╔══

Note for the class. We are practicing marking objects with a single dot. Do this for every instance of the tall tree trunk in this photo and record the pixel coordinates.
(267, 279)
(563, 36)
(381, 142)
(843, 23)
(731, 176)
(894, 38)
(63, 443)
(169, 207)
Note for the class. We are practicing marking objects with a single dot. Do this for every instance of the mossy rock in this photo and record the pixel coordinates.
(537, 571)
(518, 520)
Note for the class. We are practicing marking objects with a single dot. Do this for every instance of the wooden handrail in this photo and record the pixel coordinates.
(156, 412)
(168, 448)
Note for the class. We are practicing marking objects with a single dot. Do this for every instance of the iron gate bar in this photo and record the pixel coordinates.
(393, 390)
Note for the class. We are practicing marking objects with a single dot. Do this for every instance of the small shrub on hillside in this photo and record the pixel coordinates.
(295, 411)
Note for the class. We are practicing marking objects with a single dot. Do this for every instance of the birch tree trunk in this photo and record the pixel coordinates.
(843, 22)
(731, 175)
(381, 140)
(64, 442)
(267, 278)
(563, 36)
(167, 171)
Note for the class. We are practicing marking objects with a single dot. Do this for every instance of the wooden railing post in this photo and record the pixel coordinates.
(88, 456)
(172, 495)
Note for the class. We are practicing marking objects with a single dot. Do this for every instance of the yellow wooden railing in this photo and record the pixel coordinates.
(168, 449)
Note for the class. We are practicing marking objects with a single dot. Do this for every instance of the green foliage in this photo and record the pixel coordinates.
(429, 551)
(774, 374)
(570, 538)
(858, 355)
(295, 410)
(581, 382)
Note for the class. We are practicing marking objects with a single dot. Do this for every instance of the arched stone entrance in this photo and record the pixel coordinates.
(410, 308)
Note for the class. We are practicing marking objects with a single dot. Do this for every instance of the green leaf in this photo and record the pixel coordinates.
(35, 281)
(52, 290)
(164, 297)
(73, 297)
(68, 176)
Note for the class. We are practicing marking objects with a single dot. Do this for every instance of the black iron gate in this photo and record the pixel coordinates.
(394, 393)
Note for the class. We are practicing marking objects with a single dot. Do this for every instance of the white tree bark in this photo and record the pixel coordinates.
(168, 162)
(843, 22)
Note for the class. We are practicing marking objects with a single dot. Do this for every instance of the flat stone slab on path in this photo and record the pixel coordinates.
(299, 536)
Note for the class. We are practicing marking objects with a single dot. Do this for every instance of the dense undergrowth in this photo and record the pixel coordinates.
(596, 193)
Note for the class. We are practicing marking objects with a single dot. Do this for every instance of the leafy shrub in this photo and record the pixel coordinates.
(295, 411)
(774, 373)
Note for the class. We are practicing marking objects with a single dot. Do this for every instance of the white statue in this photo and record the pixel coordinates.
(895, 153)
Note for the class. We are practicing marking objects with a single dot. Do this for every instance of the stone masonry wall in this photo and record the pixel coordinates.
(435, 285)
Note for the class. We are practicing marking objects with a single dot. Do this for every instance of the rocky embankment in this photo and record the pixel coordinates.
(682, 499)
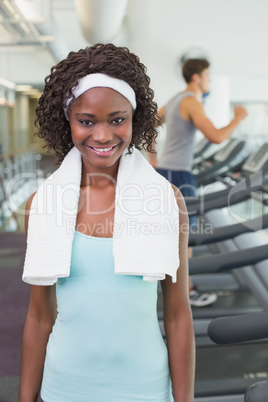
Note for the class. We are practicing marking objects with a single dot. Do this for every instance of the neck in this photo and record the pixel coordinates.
(192, 87)
(98, 177)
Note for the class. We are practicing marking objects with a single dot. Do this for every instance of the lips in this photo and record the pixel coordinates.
(103, 151)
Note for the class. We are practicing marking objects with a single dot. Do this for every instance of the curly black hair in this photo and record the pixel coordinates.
(109, 59)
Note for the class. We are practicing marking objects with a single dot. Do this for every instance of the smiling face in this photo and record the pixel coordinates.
(101, 128)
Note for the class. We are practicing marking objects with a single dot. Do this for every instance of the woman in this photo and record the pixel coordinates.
(92, 334)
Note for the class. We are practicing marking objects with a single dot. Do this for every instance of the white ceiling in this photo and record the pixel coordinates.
(233, 33)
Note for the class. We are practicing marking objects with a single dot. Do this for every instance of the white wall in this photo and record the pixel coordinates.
(233, 32)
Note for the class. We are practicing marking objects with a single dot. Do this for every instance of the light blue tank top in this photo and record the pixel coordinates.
(179, 144)
(106, 345)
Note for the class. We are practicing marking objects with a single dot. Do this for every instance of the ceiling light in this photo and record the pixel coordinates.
(3, 99)
(21, 88)
(7, 84)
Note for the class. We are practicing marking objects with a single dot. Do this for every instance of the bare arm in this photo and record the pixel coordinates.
(153, 157)
(38, 325)
(178, 319)
(196, 113)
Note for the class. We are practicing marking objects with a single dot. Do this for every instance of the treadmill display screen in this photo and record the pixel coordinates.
(258, 159)
(224, 153)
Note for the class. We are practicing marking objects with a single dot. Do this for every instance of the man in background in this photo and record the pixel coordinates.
(183, 115)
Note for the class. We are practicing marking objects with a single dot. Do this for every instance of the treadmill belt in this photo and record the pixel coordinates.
(225, 369)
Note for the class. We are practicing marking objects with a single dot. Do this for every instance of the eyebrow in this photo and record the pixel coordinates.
(93, 115)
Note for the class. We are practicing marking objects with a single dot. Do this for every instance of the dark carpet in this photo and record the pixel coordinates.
(14, 296)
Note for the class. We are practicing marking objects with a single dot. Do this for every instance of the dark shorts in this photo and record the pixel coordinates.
(186, 183)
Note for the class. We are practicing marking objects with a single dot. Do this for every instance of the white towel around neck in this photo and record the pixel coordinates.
(146, 222)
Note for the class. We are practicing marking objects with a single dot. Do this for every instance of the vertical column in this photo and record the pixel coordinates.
(21, 122)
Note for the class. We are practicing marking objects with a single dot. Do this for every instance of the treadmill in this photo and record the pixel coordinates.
(229, 157)
(224, 372)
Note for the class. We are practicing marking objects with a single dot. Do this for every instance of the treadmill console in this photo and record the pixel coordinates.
(257, 161)
(226, 151)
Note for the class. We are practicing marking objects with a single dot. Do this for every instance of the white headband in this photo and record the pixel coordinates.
(102, 80)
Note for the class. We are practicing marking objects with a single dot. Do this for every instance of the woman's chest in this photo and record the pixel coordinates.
(96, 212)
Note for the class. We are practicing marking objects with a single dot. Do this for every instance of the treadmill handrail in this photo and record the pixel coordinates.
(239, 328)
(229, 197)
(230, 231)
(224, 262)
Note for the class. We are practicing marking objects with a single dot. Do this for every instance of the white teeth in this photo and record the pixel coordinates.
(103, 149)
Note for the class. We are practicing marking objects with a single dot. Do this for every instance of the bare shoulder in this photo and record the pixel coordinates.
(27, 211)
(179, 198)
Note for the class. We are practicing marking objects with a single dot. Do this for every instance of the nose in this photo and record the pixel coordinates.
(102, 133)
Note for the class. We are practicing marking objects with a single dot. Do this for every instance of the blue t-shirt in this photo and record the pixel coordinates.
(106, 344)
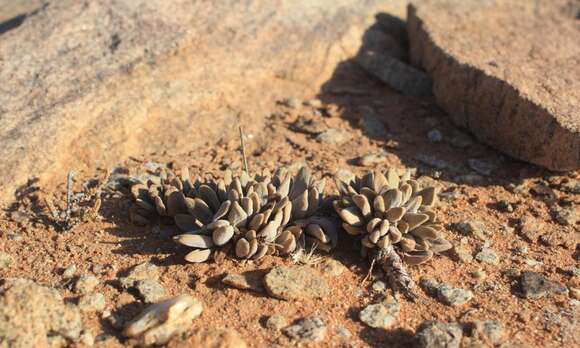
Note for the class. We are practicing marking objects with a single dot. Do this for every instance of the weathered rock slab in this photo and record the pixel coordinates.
(88, 84)
(507, 71)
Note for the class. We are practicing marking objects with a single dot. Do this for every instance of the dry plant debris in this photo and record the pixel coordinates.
(80, 206)
(393, 217)
(254, 216)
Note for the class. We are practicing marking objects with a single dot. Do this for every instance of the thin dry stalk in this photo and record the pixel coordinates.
(399, 278)
(243, 145)
(69, 197)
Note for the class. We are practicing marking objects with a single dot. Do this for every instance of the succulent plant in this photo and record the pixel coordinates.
(393, 217)
(259, 215)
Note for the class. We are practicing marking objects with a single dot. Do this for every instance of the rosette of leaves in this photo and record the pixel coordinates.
(393, 217)
(256, 216)
(160, 200)
(307, 224)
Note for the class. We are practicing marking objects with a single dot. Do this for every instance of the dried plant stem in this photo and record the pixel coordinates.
(398, 276)
(69, 197)
(243, 144)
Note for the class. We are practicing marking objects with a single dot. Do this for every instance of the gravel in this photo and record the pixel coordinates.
(370, 160)
(92, 303)
(86, 284)
(295, 282)
(473, 228)
(436, 334)
(69, 272)
(141, 271)
(36, 316)
(491, 331)
(534, 285)
(149, 290)
(334, 136)
(373, 127)
(5, 260)
(276, 322)
(487, 255)
(463, 254)
(435, 136)
(310, 329)
(245, 281)
(158, 323)
(445, 293)
(380, 315)
(332, 267)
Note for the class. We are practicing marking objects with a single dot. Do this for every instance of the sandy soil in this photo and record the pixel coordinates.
(110, 245)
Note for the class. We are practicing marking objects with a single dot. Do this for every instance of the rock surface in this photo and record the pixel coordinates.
(211, 338)
(435, 334)
(88, 83)
(158, 323)
(535, 285)
(33, 315)
(506, 70)
(295, 282)
(311, 329)
(246, 281)
(380, 315)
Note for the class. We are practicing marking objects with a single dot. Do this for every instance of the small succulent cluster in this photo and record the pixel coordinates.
(390, 211)
(260, 215)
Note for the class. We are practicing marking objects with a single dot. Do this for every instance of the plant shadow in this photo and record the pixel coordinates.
(416, 130)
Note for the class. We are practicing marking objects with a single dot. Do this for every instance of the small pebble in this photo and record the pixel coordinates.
(379, 286)
(534, 285)
(380, 315)
(311, 329)
(92, 303)
(332, 267)
(463, 254)
(489, 330)
(436, 334)
(276, 322)
(435, 136)
(5, 260)
(334, 136)
(158, 323)
(482, 167)
(479, 275)
(315, 103)
(149, 290)
(245, 281)
(145, 270)
(566, 216)
(87, 339)
(371, 159)
(574, 293)
(290, 102)
(474, 228)
(69, 272)
(460, 140)
(504, 206)
(453, 296)
(343, 332)
(372, 126)
(86, 284)
(487, 255)
(295, 282)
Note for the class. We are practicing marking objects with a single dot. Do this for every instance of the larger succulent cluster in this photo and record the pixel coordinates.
(390, 211)
(260, 215)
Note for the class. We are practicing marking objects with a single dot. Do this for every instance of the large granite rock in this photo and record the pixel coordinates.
(508, 70)
(88, 83)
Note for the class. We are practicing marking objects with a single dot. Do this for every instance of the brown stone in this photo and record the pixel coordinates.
(506, 70)
(86, 84)
(295, 282)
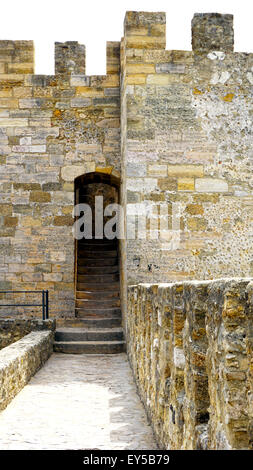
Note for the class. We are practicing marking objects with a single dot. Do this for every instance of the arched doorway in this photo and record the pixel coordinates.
(97, 257)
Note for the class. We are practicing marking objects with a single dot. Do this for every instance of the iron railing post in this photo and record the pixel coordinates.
(43, 305)
(47, 307)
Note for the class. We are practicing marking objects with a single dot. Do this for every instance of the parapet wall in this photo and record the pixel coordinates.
(20, 361)
(190, 347)
(13, 329)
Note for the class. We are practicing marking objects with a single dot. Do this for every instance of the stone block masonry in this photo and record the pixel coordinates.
(190, 348)
(186, 141)
(52, 130)
(173, 126)
(12, 330)
(20, 361)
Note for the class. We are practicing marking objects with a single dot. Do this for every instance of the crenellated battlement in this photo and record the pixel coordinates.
(16, 57)
(70, 57)
(142, 31)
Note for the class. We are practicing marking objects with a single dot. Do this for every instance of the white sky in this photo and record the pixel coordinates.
(94, 22)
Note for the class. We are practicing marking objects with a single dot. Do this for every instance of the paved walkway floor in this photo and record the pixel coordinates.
(78, 402)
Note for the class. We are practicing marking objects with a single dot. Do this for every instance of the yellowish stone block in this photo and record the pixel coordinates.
(185, 184)
(185, 170)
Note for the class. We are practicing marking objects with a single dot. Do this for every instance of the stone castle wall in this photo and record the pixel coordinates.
(52, 129)
(175, 126)
(187, 144)
(190, 347)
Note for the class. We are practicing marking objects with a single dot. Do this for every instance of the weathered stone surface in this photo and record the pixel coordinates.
(20, 361)
(190, 348)
(13, 329)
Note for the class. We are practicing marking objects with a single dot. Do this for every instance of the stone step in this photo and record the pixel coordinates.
(88, 247)
(90, 347)
(97, 269)
(94, 295)
(90, 322)
(85, 261)
(99, 303)
(96, 254)
(87, 286)
(114, 312)
(97, 241)
(97, 278)
(82, 334)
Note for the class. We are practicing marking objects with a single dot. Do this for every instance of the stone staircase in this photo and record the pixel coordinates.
(97, 326)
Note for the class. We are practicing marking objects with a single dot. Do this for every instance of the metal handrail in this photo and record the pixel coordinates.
(44, 304)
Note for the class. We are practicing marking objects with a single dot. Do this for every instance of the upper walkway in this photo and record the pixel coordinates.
(78, 402)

╚══

Copy out the items above word for word, from the line containing "of the upper" through the end of the items, with both ends included.

Note for the class. We are practicing marking objects with a single dot. Do this for every instance of the upper walkway in this photo and record the pixel coordinates.
(78, 402)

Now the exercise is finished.